- **Data for review**
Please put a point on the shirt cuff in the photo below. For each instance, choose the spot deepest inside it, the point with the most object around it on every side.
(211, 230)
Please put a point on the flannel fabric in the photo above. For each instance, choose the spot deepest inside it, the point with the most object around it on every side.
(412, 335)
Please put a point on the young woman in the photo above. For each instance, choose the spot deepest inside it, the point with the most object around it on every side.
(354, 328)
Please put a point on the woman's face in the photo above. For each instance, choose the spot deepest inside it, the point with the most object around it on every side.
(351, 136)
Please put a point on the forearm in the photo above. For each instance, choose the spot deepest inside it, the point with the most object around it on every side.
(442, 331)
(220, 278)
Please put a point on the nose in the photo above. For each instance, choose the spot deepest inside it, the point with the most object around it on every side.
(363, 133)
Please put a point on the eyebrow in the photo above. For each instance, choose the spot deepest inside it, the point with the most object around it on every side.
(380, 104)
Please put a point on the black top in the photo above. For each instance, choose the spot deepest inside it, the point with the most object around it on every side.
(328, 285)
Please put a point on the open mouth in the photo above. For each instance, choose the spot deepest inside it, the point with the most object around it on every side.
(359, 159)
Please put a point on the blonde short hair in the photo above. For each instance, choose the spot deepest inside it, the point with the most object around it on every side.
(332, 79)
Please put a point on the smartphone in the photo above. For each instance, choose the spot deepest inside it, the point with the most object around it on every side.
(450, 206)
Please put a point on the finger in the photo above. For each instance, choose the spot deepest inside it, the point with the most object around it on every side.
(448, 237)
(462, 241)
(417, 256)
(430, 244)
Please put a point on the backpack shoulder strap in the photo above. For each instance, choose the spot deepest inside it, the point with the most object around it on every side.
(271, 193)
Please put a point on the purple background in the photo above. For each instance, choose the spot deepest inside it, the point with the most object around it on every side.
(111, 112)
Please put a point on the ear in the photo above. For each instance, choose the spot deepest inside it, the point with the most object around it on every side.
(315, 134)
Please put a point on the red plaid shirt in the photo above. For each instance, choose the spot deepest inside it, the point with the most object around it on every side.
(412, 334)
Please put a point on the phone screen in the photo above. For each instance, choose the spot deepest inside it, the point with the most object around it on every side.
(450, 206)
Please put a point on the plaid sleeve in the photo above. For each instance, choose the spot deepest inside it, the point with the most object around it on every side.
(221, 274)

- **What the task asks**
Return, exactly and without additions, the lines that run from the one containing "Please put a point on the plaid" to the end of the material above.

- **Exercise output**
Please put a point on the plaid sleeve in the photo above. For each instance, choose the spot deepest inside it, the point with the most object around it on every side.
(221, 274)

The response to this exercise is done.